* BEGIN Records shown *

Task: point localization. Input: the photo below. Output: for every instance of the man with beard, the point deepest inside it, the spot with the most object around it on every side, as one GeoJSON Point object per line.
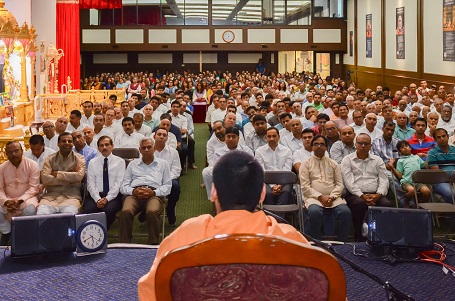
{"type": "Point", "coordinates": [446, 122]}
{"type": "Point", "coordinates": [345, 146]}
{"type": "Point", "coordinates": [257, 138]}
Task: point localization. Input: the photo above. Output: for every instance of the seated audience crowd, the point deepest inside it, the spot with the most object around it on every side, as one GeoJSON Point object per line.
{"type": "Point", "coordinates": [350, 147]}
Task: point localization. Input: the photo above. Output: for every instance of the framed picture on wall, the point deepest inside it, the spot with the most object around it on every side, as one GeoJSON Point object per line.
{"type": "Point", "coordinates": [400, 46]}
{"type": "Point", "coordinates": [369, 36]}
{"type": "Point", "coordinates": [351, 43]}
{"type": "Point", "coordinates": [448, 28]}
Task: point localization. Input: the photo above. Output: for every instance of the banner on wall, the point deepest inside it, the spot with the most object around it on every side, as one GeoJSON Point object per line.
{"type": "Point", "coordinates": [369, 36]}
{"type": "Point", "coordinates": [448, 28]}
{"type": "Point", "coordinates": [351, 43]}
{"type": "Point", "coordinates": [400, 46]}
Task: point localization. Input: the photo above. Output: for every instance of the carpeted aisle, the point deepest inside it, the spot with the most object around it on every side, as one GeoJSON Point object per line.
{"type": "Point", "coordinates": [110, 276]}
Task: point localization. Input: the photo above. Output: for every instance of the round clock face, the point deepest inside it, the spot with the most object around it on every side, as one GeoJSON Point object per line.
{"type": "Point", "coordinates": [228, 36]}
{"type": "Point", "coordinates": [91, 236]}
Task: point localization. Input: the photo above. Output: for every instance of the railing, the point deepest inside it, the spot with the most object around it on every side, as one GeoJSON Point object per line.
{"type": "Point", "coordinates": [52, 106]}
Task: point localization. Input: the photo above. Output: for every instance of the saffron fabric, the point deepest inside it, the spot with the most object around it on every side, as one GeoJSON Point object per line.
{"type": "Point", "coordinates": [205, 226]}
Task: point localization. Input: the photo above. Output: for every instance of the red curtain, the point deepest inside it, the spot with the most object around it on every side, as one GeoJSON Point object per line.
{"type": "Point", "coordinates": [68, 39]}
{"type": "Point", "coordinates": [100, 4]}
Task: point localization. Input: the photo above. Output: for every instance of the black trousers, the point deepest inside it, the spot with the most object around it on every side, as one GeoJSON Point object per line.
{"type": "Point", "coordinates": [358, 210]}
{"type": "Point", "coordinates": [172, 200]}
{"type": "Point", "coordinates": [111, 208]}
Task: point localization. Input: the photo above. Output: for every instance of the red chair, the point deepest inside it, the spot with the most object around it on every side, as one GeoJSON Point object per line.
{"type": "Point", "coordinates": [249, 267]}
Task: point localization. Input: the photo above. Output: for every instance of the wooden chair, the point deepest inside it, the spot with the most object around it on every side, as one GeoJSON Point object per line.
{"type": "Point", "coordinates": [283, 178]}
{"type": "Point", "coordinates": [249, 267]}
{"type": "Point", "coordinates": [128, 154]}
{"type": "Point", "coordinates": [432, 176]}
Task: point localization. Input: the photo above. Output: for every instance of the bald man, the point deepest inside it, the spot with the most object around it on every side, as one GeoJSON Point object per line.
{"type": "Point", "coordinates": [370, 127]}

* END Records shown *
* BEGIN Records shown *

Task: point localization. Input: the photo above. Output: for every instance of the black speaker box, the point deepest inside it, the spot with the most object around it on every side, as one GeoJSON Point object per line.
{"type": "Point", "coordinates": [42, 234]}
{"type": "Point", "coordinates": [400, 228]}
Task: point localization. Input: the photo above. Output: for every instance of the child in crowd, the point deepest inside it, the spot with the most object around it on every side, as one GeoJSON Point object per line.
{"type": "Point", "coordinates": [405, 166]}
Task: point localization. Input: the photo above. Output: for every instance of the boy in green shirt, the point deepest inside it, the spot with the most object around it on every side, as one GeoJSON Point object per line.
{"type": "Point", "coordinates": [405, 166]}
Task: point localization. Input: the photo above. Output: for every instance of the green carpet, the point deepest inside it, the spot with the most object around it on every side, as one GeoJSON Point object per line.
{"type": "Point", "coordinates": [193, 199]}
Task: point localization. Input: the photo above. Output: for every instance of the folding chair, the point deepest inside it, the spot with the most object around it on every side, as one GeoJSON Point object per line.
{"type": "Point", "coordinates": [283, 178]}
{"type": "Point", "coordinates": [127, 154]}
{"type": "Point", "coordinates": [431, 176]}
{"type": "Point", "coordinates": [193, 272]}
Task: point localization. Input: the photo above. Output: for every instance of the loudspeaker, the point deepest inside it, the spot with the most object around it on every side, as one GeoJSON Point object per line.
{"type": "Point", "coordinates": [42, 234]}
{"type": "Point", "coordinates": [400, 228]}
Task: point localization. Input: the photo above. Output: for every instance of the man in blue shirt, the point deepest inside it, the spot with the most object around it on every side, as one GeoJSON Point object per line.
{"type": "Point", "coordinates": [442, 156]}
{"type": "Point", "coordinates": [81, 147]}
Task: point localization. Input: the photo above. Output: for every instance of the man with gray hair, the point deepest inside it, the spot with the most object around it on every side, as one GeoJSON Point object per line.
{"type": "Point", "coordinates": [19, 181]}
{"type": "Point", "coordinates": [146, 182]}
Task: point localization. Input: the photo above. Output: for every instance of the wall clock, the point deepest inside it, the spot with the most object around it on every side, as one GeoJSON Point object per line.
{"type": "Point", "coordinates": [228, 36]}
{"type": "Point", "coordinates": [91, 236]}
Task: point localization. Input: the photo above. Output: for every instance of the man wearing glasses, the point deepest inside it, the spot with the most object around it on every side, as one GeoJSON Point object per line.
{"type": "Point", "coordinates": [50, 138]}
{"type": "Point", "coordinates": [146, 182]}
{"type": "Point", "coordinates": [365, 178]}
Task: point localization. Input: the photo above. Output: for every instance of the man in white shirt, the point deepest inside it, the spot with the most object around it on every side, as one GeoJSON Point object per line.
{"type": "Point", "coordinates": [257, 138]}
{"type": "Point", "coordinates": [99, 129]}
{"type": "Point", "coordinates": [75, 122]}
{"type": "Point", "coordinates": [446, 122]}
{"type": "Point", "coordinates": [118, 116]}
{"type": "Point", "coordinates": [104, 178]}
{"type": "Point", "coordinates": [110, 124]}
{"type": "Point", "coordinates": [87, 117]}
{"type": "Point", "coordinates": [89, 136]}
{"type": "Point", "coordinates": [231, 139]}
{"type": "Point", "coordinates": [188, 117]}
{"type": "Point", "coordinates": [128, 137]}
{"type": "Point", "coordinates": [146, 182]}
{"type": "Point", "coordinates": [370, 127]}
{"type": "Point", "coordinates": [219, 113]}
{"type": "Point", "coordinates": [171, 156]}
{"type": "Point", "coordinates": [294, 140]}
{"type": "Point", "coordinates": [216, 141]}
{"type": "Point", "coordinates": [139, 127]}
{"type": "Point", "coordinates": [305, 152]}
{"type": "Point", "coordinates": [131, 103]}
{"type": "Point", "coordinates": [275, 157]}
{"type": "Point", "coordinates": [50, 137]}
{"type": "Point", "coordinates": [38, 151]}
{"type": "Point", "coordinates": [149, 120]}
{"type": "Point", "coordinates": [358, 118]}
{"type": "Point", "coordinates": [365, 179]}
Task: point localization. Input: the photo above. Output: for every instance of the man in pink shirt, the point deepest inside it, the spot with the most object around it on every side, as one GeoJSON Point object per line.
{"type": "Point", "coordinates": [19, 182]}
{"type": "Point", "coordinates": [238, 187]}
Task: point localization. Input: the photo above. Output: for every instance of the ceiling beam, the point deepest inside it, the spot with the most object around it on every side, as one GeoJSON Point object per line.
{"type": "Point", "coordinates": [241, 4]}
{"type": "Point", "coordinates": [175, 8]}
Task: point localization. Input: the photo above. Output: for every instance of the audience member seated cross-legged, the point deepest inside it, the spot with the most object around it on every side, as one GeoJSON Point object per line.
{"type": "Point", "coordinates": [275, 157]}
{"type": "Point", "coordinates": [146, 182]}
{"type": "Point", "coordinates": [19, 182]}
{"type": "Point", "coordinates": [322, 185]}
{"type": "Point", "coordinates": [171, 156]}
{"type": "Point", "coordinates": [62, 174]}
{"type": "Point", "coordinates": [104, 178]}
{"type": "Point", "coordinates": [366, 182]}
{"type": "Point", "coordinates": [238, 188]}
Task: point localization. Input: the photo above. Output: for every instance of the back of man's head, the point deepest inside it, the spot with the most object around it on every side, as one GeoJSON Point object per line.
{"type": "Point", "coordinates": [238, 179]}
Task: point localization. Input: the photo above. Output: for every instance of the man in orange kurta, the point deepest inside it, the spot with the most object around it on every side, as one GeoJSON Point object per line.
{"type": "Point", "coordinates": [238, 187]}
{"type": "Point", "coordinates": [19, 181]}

* END Records shown *
* BEGIN Records shown *

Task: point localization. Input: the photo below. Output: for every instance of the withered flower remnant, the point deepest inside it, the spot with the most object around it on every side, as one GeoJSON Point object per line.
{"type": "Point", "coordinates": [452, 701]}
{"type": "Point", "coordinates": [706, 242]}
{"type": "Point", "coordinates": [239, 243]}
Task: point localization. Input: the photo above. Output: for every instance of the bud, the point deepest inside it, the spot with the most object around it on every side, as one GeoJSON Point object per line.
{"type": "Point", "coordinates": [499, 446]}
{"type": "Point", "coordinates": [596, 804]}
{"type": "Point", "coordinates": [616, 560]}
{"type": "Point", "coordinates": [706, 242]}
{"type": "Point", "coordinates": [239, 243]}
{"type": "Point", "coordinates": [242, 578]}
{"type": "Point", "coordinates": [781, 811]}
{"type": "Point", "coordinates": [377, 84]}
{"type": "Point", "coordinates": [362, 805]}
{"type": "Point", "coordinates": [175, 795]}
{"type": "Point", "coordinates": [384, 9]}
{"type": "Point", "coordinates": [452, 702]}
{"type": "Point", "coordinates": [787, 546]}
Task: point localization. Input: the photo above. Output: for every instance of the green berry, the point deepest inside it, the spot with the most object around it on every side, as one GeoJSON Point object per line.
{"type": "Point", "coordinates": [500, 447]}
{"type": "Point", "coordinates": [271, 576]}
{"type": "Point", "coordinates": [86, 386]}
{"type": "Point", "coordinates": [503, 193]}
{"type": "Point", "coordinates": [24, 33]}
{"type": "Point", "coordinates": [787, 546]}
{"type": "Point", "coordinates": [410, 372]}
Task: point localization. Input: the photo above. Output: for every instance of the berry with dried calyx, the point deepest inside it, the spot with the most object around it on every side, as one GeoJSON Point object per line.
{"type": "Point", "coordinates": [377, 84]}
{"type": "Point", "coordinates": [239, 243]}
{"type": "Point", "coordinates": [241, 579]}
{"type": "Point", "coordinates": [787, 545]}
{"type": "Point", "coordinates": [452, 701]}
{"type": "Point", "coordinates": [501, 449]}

* END Records shown *

What you should do
Pick out and copy each line in the material above that contains the word "chair".

Final result
Task: point localization. Input: the photo above. Output: for every instance of the red chair, the point deepest inside it, the spot with the most object around it on every side, as one GeoJSON Point object per line.
Task: point localization. Input: the photo above. Output: for every instance of the wooden chair, the point deepest inside it, the spot with the most object around it on every side, as one GeoJSON Point object per line.
Task: point localization. Input: the photo above. Output: for every instance of the folding chair, the point deepest inside it, the spot with the most object around it on every side, as one GeoJSON Point object per line.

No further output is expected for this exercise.